#### [Problem requirements]
Exactly reproduce the lines from the line containing "Per instance of the styled" to the end of the data below, inclusive, and nothing else.

#### [Stored items from a collection]
►

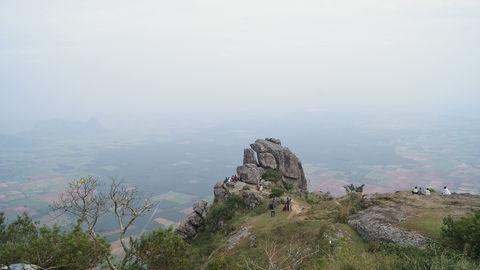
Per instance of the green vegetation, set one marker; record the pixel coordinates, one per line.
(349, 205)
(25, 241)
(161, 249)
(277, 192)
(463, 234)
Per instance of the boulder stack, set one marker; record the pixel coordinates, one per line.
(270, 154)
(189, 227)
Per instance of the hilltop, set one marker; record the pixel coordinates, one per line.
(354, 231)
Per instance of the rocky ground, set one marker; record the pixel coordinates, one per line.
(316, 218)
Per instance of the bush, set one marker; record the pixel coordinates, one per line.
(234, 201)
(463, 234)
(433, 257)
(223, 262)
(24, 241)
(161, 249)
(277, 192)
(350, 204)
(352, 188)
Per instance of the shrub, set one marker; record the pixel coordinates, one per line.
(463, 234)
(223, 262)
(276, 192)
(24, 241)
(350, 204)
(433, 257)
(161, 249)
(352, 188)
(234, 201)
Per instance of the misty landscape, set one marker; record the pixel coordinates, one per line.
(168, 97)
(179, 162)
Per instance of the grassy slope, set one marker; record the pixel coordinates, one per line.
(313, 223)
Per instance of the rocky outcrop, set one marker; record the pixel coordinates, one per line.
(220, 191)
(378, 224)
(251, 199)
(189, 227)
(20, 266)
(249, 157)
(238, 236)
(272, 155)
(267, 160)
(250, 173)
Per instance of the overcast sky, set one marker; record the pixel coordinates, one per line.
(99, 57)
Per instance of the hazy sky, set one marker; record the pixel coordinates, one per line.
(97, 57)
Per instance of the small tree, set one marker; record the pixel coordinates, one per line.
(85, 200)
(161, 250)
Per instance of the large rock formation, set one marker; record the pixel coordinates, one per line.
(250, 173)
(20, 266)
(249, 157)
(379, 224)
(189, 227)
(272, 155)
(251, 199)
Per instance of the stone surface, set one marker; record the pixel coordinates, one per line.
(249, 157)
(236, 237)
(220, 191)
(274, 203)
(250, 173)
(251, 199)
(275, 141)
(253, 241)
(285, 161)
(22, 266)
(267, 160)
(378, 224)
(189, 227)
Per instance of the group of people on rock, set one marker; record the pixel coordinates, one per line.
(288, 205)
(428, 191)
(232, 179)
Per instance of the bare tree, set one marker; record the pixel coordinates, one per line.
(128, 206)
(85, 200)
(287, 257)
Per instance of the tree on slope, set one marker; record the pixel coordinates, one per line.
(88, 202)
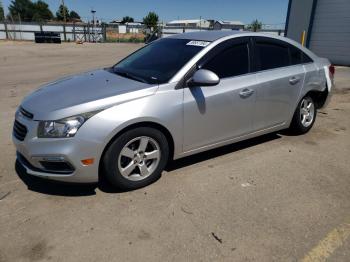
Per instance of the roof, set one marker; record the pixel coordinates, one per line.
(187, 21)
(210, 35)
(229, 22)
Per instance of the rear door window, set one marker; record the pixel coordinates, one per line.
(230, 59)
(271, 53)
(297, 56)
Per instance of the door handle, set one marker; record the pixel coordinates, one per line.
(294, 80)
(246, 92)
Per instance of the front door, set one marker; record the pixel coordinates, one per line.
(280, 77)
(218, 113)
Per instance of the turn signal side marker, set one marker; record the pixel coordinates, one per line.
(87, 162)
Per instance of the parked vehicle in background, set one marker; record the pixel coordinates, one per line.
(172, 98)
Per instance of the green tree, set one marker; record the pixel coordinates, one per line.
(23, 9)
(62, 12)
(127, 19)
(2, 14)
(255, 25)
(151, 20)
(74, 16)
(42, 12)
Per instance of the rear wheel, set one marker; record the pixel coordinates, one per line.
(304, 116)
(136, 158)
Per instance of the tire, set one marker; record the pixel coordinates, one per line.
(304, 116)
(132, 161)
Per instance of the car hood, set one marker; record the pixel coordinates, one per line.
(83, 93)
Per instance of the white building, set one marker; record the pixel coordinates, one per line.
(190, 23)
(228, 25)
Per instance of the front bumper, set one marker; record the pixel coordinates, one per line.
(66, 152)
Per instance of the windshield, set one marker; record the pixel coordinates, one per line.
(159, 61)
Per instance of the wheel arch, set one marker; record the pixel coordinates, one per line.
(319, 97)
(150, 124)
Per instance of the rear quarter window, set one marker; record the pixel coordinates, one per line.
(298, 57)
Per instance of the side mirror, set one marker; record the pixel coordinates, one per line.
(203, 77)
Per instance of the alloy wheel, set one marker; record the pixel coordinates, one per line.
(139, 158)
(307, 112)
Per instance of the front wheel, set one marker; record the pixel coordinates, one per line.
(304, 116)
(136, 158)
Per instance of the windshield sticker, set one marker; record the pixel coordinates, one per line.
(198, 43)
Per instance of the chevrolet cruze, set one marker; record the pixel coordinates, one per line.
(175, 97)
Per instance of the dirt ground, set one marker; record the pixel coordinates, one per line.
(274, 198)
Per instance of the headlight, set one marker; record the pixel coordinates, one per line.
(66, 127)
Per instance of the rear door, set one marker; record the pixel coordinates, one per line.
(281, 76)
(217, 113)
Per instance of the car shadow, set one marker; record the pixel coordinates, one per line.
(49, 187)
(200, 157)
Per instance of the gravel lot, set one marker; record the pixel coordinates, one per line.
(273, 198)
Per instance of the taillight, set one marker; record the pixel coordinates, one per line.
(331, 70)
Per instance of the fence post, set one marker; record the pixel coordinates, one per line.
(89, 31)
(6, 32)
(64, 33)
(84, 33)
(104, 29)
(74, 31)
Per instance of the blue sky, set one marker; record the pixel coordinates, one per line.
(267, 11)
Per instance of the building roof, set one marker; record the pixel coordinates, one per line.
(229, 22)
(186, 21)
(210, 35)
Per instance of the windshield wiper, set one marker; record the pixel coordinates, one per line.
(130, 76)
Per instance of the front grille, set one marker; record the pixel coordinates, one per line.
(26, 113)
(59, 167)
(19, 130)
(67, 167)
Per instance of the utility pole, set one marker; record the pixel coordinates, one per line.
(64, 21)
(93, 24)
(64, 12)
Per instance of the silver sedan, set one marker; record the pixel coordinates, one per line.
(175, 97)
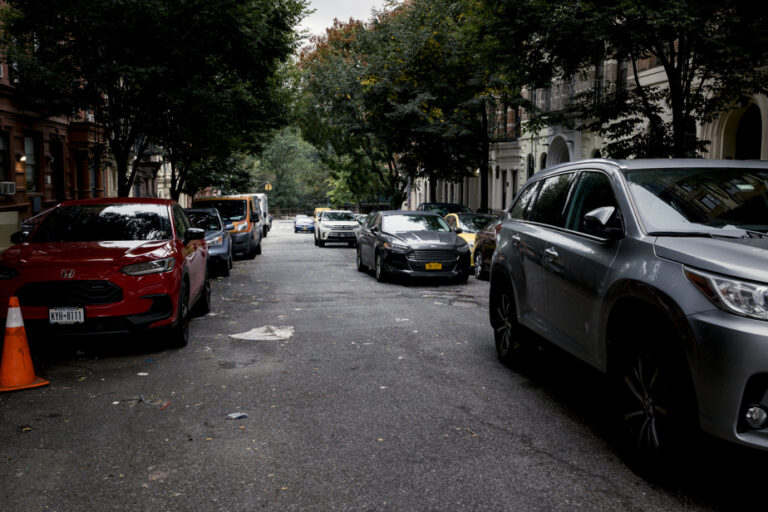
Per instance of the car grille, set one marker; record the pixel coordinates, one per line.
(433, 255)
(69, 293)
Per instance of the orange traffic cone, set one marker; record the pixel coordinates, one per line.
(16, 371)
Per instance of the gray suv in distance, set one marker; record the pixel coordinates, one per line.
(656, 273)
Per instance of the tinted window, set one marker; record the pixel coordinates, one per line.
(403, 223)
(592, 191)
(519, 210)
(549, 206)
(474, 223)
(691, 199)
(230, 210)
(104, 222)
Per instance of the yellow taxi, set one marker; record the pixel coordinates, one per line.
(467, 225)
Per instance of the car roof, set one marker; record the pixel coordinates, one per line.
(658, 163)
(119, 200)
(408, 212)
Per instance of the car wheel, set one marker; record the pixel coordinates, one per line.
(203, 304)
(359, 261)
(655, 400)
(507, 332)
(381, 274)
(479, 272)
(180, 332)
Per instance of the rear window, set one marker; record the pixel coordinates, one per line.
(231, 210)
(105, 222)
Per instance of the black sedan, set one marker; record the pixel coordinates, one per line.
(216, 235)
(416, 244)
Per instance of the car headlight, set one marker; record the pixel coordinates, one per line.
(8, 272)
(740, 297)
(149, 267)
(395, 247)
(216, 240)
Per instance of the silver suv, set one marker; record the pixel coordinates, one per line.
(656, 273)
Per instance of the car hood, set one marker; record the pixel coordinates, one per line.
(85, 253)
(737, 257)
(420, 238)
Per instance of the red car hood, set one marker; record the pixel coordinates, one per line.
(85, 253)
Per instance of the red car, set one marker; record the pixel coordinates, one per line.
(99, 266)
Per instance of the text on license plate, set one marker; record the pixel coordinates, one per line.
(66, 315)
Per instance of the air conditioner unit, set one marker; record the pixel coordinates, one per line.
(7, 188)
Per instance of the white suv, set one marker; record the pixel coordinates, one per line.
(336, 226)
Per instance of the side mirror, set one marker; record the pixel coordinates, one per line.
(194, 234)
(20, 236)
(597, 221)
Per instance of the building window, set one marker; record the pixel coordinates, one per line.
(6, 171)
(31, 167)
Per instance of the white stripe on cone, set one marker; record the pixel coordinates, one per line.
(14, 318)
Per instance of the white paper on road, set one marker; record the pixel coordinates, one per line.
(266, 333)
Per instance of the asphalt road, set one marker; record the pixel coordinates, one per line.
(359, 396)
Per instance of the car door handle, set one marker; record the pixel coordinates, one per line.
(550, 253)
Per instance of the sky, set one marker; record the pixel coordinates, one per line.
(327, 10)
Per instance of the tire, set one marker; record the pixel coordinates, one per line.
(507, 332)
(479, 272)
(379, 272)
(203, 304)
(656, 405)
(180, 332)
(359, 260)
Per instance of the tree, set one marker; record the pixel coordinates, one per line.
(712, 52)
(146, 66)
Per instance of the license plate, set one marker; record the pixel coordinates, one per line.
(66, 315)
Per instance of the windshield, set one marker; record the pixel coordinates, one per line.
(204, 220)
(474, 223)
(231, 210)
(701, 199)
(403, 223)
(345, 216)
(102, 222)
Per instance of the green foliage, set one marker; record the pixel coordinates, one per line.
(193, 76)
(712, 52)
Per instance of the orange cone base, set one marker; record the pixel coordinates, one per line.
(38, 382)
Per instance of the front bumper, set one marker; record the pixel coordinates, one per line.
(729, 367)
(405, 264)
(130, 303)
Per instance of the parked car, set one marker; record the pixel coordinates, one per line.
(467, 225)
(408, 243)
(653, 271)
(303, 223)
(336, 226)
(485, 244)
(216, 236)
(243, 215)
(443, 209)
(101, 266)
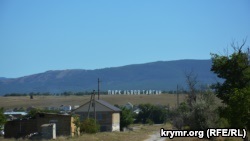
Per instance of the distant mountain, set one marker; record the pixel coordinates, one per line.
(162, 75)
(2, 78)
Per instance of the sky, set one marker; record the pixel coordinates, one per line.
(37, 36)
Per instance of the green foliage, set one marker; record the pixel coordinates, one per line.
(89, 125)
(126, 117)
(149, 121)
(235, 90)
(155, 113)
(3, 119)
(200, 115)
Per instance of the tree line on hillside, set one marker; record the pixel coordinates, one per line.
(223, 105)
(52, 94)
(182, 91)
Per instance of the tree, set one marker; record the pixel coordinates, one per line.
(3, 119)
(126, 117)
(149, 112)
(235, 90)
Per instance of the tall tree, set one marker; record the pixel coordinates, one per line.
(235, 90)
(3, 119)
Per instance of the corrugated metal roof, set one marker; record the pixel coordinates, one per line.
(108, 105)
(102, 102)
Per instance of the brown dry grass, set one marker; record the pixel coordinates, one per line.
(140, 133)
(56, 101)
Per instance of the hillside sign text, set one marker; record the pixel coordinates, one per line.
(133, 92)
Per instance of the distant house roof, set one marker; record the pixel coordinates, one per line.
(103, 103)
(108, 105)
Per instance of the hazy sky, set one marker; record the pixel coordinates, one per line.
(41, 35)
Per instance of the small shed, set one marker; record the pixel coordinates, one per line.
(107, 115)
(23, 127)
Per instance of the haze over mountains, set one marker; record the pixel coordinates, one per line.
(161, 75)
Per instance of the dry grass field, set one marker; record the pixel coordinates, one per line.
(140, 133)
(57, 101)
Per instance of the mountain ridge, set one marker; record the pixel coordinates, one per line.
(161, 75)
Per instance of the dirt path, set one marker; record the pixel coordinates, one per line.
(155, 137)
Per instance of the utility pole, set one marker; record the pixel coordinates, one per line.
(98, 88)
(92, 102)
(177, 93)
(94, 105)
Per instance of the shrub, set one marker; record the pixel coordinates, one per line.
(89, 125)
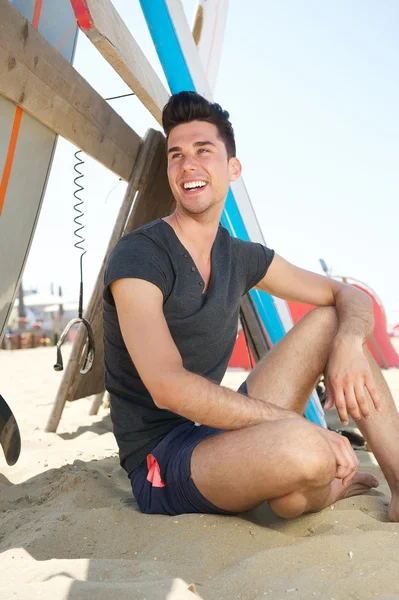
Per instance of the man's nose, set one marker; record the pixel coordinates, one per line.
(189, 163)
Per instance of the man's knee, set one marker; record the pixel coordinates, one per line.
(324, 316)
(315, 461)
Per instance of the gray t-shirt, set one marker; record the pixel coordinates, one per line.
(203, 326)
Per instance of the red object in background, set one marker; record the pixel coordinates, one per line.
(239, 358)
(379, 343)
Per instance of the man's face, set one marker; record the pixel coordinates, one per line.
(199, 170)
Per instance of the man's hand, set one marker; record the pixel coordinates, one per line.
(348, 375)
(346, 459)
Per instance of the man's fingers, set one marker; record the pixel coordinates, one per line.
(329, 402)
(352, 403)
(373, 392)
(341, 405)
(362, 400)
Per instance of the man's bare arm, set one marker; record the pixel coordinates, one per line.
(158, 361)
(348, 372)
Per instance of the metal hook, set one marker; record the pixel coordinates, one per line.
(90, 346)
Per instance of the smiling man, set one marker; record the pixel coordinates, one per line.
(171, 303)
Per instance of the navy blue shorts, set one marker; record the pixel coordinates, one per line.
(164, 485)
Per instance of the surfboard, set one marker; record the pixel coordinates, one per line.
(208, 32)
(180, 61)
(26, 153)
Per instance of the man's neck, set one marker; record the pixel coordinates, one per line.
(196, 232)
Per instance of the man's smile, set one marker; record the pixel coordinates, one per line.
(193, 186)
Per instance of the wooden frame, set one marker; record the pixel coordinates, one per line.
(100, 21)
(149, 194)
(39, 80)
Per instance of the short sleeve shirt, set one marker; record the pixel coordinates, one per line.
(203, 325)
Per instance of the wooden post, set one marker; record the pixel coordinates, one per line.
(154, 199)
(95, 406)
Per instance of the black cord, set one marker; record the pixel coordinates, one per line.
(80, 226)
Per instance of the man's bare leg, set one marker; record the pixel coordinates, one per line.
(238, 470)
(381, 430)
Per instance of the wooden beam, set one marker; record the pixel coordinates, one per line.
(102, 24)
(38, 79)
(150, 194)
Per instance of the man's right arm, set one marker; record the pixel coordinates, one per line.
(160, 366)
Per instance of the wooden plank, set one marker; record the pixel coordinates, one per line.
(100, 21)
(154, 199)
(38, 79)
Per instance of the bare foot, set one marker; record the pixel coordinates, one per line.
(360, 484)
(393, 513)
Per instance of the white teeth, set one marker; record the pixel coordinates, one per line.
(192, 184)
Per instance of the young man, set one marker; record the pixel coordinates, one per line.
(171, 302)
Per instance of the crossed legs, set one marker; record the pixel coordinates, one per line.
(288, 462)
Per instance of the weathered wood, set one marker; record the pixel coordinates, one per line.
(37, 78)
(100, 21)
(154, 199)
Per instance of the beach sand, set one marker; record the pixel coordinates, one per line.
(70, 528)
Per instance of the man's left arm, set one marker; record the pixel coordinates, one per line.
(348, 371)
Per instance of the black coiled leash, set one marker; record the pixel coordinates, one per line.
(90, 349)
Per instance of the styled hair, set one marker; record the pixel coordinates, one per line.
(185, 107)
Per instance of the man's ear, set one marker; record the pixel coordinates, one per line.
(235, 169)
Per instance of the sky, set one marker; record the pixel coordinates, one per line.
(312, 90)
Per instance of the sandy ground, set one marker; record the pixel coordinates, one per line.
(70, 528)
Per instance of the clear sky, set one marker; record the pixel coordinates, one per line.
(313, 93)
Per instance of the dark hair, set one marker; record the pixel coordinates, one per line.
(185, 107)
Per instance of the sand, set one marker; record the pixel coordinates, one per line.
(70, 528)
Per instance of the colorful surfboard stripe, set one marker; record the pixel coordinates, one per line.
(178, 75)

◄

#### [Exercise answer]
Per instance of the styled hair, set one marker; record the pixel coordinates, one per line.
(185, 107)
Per instance of the man's ear, set one marker; record the pixel coordinates, one per line.
(235, 169)
Per instance of the sky, set one marker; record the pixel coordinates, one per line.
(312, 90)
Per instance of the sandy ground, set one marker; record the pixel coordinates, one per line.
(70, 528)
Per instance of the clear sky, set one marker; record the pixel coordinates, one per line.
(313, 93)
Per instance of the dark hair, set one marker; record the pixel coordinates, one per line.
(185, 107)
Per instance of the sand, set one marker; record the pixel coordinates, one per line.
(70, 528)
Per instance of the colorful surfboard stripe, set one marker; record the pixel coordinates, one per line.
(178, 75)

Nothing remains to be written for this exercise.